It feels as though we’re going to see a melt-up into year-end in equities. So, unless the news flow drastically turns more bearish, then money managers need to be invested if there is even a chance of another 2% upside in the S&P 500. As said before, if your fund is outperforming the benchmark, you simply want the year to end now, while those who are just missing the benchmark performance will try and generate any outperformance where possible and that generally should keep markets bid.
The S&P 500 has made another record high, which is impressive given the bond curve has flattened as a result of the front end (two-year bond yield) moving up again, while the ten-year held firm. The top of the channel drawn from the May 2013 high comes in at 2,100, so the index can gravitate here in the short-term, although I would be fading the index around 2,100 as a short-term trade here.
European markets should remain supported on open tonight and, as recently detailed, are testing critical resistance. A lot will be down to today’s actions from the European Central Bank (ECB) and the subsequent Mario Draghi press conference, but it seems a matter of time before we see breakouts in a number of the key European markets.

→ Given request A
Report every line of the rows below that contains the string "face", copying each such line in full. Case counts.

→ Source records
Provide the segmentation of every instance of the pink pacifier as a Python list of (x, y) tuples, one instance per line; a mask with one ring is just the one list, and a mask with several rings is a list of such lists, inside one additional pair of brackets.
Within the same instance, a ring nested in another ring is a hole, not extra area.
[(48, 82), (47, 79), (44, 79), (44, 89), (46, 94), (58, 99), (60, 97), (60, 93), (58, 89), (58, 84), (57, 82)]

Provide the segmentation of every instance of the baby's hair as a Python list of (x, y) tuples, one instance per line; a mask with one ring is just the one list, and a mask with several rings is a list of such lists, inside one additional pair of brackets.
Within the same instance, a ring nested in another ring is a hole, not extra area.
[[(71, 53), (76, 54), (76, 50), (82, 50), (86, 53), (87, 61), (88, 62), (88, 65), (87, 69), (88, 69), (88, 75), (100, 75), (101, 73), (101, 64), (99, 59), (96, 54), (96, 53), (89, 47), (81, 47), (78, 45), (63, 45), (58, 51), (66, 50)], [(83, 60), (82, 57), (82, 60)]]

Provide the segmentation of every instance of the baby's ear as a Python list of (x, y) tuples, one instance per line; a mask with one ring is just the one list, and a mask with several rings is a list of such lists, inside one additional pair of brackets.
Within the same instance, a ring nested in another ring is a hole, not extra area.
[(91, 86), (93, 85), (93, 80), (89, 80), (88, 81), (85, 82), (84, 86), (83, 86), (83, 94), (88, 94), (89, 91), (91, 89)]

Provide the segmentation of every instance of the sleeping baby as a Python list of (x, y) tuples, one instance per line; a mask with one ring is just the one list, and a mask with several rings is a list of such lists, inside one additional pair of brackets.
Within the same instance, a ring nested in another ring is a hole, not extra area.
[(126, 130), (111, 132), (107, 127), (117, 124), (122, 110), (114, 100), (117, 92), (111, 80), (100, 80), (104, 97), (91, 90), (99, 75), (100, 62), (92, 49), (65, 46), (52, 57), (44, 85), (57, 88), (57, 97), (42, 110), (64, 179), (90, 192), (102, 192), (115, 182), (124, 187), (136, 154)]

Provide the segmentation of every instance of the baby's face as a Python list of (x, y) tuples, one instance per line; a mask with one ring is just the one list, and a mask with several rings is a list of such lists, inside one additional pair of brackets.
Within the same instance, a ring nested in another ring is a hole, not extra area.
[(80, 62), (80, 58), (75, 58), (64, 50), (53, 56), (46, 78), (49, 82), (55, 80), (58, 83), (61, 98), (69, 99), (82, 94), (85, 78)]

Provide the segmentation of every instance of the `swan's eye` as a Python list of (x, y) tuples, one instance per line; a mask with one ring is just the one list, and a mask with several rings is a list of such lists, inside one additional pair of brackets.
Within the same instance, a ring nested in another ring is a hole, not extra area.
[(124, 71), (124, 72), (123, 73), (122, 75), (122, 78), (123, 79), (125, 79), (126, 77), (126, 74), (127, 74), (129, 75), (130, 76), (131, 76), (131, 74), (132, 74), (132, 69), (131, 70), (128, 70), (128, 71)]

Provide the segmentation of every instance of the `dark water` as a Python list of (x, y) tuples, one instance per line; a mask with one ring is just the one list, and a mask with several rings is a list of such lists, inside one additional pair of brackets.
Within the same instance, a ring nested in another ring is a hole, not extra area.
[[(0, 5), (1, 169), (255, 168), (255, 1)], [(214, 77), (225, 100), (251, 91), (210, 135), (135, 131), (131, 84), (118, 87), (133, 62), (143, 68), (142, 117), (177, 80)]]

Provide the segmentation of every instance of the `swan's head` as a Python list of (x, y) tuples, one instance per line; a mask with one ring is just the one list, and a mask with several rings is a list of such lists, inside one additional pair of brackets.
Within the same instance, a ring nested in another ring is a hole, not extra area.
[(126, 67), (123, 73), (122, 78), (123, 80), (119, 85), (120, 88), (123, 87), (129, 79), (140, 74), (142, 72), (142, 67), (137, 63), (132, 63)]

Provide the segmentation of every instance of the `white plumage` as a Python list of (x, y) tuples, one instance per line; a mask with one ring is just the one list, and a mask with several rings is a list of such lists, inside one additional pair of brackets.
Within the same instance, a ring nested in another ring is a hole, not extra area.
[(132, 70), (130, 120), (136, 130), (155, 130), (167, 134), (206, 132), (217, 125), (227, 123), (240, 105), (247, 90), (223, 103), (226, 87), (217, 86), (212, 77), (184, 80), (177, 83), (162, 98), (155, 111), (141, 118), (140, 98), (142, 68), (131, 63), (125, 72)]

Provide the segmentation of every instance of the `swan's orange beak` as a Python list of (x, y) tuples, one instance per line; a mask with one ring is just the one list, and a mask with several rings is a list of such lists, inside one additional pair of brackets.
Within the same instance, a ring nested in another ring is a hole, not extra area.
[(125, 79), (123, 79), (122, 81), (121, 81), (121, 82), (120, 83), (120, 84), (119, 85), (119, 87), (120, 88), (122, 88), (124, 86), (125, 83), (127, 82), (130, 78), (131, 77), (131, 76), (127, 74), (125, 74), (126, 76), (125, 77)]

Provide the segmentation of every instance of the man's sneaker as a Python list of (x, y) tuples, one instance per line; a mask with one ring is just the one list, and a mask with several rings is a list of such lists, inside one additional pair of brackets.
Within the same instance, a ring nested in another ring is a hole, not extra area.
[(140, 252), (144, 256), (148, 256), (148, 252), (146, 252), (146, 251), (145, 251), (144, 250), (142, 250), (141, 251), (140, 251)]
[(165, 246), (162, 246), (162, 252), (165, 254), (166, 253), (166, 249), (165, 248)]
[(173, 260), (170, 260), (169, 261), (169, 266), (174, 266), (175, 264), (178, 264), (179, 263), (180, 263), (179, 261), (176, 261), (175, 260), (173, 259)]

→ Given request B
Do the following statements agree with the market commentary above? Answer yes or no for each and quote the words from the commentary that decide it.
(i) The top of the channel drawn from the May 2013 high comes in at 2,100.
(ii) The ten-year bond yield moved up again.
(iii) European markets are testing critical resistance.

→ Full output A
Provide the segmentation of every instance of the baby's face as a Python list of (x, y) tuples, one instance per line; a mask with one ring is just the one list, and a mask with several rings is a list of such lists, inside one additional pair of brackets.

→ Full output B
(i) Yes: "The top of the channel drawn from the May 2013 high comes in at 2,100"
(ii) No: "the front end (two-year bond yield) moving up again, while the ten-year held firm"
(iii) Yes: "are testing critical resistance"